- Instructions for the task
List every question that the narrator puts to Paul in the article on the "great retirement."

- Passage for review

Traditionally at this time of year, Paul, a good friend of many years’ standing and I meet up for a new year beer when we can shoot the breeze, have a laugh and undertake to play golf together more frequently than we did in the previous twelve months. The tradition was continued earlier this week.

We’ve been doing this for more than two decades and every January, Paul spends at least 10-15 minutes complaining about work. And every year, my advice is: if you dislike it so much, why don’t you leave? His serial justifications for remaining where he is have been getting flimsier, but this week, he announced that he had taken the plunge and finally resigned from a job he had grown to hate.

“Why now,” I asked, delighted with his decision.

“Lockdown,” he replied, a period which had made him appreciate the value of his free time. He also decided that, even though he is triple-jabbed, by commuting into an office every day there was a chance he could be exposed to a new variant of Covid-19, so why take the risk.

“Will you get another job?” I enquired.

“Probably not,” he replied. “I cannot be bothered learning how to write computer code or trying to understand the machinations of social media and will definitely not miss the regular doses of woke nonsense that emanates from the personnel department.” I admire the way he continues to call HR the personnel department. “D’you know,” he concluded, shaking his head, “I’d just had enough.”

Paul is part of the nation’s ‘great retirement’ cohort, a body comprising tens of thousands of older workers (he’s 60) who have decided to leave the workforce on a permanent or semi-permanent basis. Over the course of the recent festive season, it’s almost certain that more folks have taken a similar decision and already handed in their notice.

Older people are mature enough to make up their own mind about such matters, but there are potential consequences for an economy already having to cope with serious labour shortages.

Recently, the Office for National Statistics reported that there were 180,000 fewer over-50s in work than there were prior to the pandemic’s emergence. It transpires that thousands of older people didn’t bother returning to work once the furlough scheme ended.

If those people have built up a suitably-sized pension upon which they can live and they want to retire, then good luck to them. However, as life expectancy continues to rise, a sustained period of labour shortages will have social consequences, not least the cost of health and social care which, for many, will become unaffordable.

Should, or could, the ‘great retirement’ be reversed?

Since the turn of the century, large numbers of people have been increasingly content to work well into the 60s and 70s, but the pandemic has changed older folks’ attitudes.

- Data shown

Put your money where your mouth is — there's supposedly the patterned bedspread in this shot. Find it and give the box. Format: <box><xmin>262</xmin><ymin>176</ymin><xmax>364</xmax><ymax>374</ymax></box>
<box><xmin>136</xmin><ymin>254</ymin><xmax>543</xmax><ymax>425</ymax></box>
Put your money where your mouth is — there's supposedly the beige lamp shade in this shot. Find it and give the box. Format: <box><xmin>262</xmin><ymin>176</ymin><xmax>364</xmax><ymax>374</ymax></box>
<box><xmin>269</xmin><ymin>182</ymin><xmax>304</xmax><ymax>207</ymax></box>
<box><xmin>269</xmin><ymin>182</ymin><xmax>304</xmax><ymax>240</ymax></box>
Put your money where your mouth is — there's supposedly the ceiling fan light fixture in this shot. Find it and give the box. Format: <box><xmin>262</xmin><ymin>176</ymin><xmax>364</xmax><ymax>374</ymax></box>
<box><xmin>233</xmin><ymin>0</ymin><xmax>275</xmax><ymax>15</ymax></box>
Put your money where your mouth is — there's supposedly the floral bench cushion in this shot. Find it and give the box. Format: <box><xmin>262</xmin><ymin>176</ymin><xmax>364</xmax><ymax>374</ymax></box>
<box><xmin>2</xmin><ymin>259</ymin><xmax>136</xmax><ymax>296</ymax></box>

- Expected answer
- "If you dislike it so much, why don't you leave?"
- "Why now"
- "Will you get another job?"